### Stated exercise
Please repeat the stretch of lines below that opens with the line containing "One keypoint belongs to every instance. Tag the baseball" and closes with the line containing "One keypoint belongs to every instance. Tag the hazy", including both of those lines. Leave the pictures out of your answer.

### Point-based annotation data
______
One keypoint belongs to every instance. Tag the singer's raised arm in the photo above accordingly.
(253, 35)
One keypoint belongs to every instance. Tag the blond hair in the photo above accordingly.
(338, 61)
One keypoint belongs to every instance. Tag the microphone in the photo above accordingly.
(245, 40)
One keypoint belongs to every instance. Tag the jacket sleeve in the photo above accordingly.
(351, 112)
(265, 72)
______
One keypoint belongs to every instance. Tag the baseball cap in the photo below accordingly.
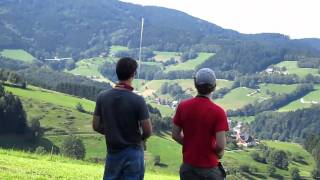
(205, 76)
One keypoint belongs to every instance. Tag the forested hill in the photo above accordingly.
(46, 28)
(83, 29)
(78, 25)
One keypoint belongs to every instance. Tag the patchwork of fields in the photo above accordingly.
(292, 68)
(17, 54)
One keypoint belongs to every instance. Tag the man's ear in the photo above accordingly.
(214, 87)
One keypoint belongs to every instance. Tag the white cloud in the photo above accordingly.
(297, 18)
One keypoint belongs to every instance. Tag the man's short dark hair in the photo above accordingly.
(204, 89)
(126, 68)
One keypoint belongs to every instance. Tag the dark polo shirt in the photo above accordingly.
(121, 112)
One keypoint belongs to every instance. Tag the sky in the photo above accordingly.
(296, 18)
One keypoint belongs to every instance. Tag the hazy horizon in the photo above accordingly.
______
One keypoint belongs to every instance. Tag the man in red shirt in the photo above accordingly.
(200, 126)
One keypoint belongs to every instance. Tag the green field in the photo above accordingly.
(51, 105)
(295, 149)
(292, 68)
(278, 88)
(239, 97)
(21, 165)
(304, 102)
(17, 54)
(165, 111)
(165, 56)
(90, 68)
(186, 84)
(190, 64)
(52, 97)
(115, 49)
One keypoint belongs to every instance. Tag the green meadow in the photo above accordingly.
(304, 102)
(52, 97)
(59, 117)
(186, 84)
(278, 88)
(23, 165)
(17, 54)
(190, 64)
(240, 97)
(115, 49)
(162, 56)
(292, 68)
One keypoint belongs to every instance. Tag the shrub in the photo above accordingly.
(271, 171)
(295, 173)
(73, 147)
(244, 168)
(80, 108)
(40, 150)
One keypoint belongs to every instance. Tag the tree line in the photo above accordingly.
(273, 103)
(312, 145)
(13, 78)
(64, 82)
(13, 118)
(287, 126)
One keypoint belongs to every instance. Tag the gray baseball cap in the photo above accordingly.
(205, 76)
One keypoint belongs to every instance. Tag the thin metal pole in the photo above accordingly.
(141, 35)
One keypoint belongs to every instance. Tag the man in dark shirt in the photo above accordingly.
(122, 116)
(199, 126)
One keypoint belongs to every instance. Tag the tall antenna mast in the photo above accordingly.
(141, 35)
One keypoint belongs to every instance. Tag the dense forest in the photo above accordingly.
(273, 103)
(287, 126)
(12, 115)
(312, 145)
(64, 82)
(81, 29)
______
### The completed task
One keypoint belongs to every instance. Tag the baseball cap in the photo below accordingly.
(205, 76)
One keypoint belongs to every instance. Tag the forested hill in the photo above accordingly.
(46, 28)
(83, 29)
(78, 25)
One keypoint belongs to every instance. Tag the patchwork of fields in the photo above accordingly.
(292, 68)
(17, 54)
One keypoint belongs to every instance. Tag the man's ear in the photo above accordingly.
(214, 87)
One keypoint belongs to every instance. Tag the white cloud in the photo above accordingly.
(297, 18)
One keypoint belongs to every instance. Tag the man's short dark hair in the photo above accordingly.
(204, 89)
(126, 68)
One keypoint belongs to every instance. Tag the dark polo shirt in the photo above accordingly.
(121, 112)
One keypoint belongs to every instance. Tag the sky in the photo above accordingly.
(296, 18)
One keypoint belongs to every instance. Tag the hazy horizon in the photo above accordingly.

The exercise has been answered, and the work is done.